# WHAT YOU NEED TO DO
Repeat exactly, and only, the lines from the one containing "box: [10, 234, 800, 520]" through the last line of the data below.

# Saved data entries

##########

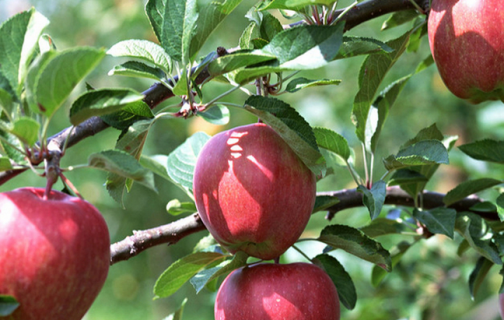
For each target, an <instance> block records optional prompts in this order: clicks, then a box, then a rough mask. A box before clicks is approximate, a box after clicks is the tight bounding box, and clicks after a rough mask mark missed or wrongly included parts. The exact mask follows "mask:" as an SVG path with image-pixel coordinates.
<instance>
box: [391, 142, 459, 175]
mask: <svg viewBox="0 0 504 320" xmlns="http://www.w3.org/2000/svg"><path fill="white" fill-rule="evenodd" d="M383 163H384V165H385V168H386V169H387V170H389V171H392V170H397V169H401V168H406V167H411V166H422V165H430V164H440V163H444V164H448V163H449V161H448V150H446V147H445V146H444V145H443V143H442V142H440V141H438V140H422V141H419V142H417V143H415V144H412V145H410V146H407V147H405V148H404V149H401V150H399V152H398V153H397V155H395V156H394V155H391V156H389V157H387V158H386V159H384V160H383Z"/></svg>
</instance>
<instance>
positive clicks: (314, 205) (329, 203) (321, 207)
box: [313, 196, 340, 213]
mask: <svg viewBox="0 0 504 320" xmlns="http://www.w3.org/2000/svg"><path fill="white" fill-rule="evenodd" d="M339 202H340V201H339V199H338V198H337V197H332V196H317V197H316V198H315V204H314V205H313V213H315V212H319V211H324V210H326V209H327V208H329V207H332V206H334V205H335V204H337V203H339Z"/></svg>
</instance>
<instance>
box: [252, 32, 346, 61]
mask: <svg viewBox="0 0 504 320" xmlns="http://www.w3.org/2000/svg"><path fill="white" fill-rule="evenodd" d="M343 27H344V23H338V24H336V25H333V26H321V25H318V26H314V25H311V26H310V25H304V26H298V27H294V28H290V29H286V30H284V31H282V32H280V33H278V34H277V35H276V36H275V37H274V38H273V39H271V42H270V43H269V44H268V45H266V46H265V47H264V48H262V49H261V50H262V51H263V52H266V53H269V54H272V55H274V56H276V57H277V59H278V61H279V63H280V67H281V68H284V69H294V70H309V69H315V68H319V67H322V66H324V65H326V64H327V63H329V62H330V61H332V60H333V59H334V57H336V55H337V54H338V51H339V47H340V45H341V43H342V41H343Z"/></svg>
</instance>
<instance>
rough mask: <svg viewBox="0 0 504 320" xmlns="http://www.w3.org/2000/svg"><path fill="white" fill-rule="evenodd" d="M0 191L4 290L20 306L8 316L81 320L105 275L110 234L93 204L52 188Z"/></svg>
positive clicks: (0, 233)
mask: <svg viewBox="0 0 504 320" xmlns="http://www.w3.org/2000/svg"><path fill="white" fill-rule="evenodd" d="M43 195H44V190H43V189H38V188H22V189H17V190H14V191H9V192H4V193H0V244H1V246H0V294H6V295H12V296H14V297H15V298H16V299H17V300H18V302H19V303H20V306H19V308H18V309H16V311H14V313H13V314H12V315H11V316H10V317H9V318H8V319H15V320H40V319H51V320H79V319H81V318H82V317H83V316H84V314H85V313H86V311H87V310H88V309H89V307H90V306H91V304H92V303H93V301H94V299H95V298H96V296H97V295H98V293H99V292H100V290H101V288H102V286H103V284H104V282H105V278H106V277H107V273H108V268H109V261H110V238H109V233H108V229H107V225H106V224H105V220H104V219H103V217H102V216H101V214H100V213H99V212H98V210H97V209H96V208H95V207H93V206H92V205H91V204H90V203H88V202H86V201H84V200H81V199H79V198H75V197H71V196H69V195H67V194H64V193H61V192H58V191H52V192H51V193H50V194H49V196H48V197H47V199H46V200H44V199H43Z"/></svg>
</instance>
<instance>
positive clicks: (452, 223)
mask: <svg viewBox="0 0 504 320" xmlns="http://www.w3.org/2000/svg"><path fill="white" fill-rule="evenodd" d="M413 217H414V218H416V219H418V220H419V221H420V222H421V223H423V224H424V225H425V226H426V227H427V229H429V231H430V232H432V233H439V234H444V235H446V236H448V237H449V238H451V239H453V232H454V229H455V219H456V217H457V211H456V210H455V209H449V208H444V207H439V208H435V209H430V210H422V211H421V210H418V209H416V208H415V209H414V210H413Z"/></svg>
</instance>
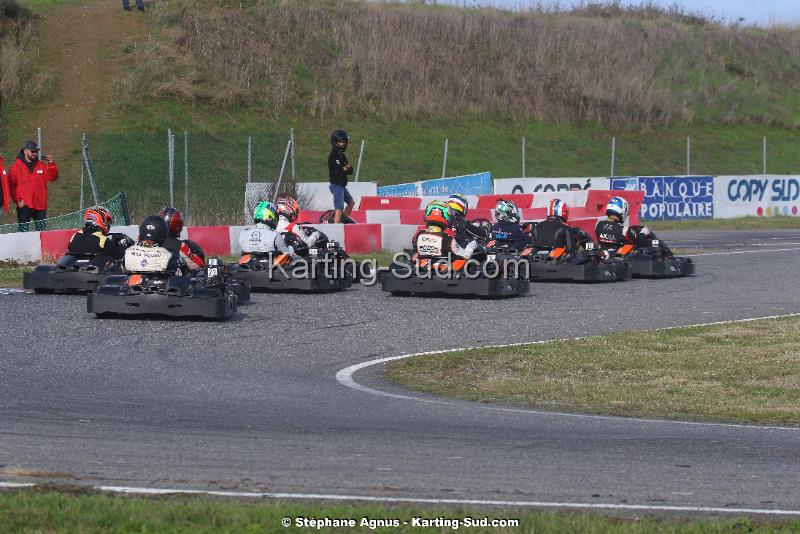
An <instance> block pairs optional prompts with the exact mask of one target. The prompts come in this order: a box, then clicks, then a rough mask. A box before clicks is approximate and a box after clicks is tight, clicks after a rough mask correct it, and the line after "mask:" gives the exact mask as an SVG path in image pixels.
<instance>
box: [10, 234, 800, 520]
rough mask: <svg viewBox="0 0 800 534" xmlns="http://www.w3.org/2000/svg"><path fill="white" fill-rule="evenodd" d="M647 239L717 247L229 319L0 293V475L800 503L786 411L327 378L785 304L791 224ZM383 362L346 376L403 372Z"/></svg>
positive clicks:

##########

# EXPECTED OUTPUT
box: [10, 234, 800, 520]
rough mask: <svg viewBox="0 0 800 534" xmlns="http://www.w3.org/2000/svg"><path fill="white" fill-rule="evenodd" d="M647 239L717 247L229 319L0 293V475L800 503L786 411L327 378L785 304L791 224ZM383 362L346 376L403 372Z"/></svg>
positive clicks:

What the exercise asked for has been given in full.